Logic of AI? Explain, please
Secondly, in order to implement the concept of privacy by design, AI developers and companies should use artificial intelligence in the way that the logic of its solution can be explained. This aspect is very much related to the previous one, but it is important to emphasize that according to the GDPR, when some decisions are based on automated processing, reliable information about the logic of such processing should be provided for the data subject.
AI developers (those who work with technical aspects) often ask here – and what exactly do I need to explain you? How artificial intelligence selects and transmits data, how does it analyze it? Well, what are you able to understand of that? (spoiler: almost nothing). In fact, it is necessary to explain here not the technical processes, but the reasons why the machine decides in this way, and not otherwise. Linked to the previous example, the AI should be designed in such a way that if necessary, it could be shown: this transaction was blocked because it was carried out in this way, and according to the logic of the machine, it is the sign of fraud, because it has analyzed examples of fraudulent transactions, and this percentage of them had such signs.
====================
- [Activity]: Please print the part of the passage on explaining AI logic starting with "Logic of AI?" and going on through "the data subject.". The records have nothing to do with the passage on explaining AI logic.

(Dataset entries)
====================
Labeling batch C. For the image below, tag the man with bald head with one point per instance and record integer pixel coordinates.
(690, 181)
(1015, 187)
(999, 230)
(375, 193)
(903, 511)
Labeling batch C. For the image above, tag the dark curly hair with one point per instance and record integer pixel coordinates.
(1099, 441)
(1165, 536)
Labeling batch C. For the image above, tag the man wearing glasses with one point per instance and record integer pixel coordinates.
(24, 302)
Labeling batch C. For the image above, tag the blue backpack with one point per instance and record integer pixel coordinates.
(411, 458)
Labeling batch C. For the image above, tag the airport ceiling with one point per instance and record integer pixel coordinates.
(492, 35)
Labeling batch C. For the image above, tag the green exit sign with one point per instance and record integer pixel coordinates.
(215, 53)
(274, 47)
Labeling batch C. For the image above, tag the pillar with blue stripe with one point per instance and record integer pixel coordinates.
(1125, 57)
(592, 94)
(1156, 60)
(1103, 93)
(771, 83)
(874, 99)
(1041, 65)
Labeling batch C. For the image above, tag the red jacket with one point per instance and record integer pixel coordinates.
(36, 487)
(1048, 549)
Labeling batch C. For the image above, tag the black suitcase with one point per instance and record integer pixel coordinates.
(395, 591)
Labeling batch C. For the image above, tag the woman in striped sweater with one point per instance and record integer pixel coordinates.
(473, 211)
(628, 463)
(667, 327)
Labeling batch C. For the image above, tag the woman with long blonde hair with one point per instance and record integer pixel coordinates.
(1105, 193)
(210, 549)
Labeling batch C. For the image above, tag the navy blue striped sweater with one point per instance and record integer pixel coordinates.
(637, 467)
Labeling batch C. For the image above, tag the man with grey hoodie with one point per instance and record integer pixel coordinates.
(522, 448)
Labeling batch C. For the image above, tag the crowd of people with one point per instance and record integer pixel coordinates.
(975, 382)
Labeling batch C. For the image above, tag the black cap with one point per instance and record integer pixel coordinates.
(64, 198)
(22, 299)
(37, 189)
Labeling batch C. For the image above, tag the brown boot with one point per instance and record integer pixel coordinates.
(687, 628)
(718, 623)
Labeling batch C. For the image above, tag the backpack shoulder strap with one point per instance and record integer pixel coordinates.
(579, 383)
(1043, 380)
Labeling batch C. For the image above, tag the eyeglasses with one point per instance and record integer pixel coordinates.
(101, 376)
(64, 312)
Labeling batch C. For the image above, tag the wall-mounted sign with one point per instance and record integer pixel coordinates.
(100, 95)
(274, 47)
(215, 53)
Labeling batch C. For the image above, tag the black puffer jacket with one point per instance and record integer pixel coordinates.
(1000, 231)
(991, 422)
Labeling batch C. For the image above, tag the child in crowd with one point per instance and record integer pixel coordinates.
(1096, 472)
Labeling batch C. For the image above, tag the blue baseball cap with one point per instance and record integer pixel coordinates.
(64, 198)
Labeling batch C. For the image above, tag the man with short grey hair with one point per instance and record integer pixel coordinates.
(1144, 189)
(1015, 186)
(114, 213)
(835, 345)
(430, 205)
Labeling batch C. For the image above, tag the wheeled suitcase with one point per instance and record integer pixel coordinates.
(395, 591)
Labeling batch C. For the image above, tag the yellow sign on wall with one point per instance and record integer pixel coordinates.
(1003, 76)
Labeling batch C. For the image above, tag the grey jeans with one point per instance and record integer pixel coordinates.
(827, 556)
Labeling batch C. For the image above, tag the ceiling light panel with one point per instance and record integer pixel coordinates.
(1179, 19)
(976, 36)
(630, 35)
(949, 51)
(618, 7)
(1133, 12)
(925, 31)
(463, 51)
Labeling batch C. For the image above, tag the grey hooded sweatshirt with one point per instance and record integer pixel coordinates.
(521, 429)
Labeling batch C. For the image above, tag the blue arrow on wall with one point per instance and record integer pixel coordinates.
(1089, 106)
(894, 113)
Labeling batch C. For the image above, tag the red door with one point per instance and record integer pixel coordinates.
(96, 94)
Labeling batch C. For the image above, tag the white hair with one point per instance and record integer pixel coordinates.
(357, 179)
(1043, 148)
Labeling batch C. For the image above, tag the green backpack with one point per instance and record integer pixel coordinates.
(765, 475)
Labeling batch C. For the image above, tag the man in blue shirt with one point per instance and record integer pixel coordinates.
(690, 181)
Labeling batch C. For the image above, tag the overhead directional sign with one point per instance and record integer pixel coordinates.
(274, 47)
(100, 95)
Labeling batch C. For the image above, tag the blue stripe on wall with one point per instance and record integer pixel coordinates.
====================
- [Task response]:
Logic of AI? Explain, please
Secondly, in order to implement the concept of privacy by design, AI developers and companies should use artificial intelligence in the way that the logic of its solution can be explained. This aspect is very much related to the previous one, but it is important to emphasize that according to the GDPR, when some decisions are based on automated processing, reliable information about the logic of such processing should be provided for the data subject.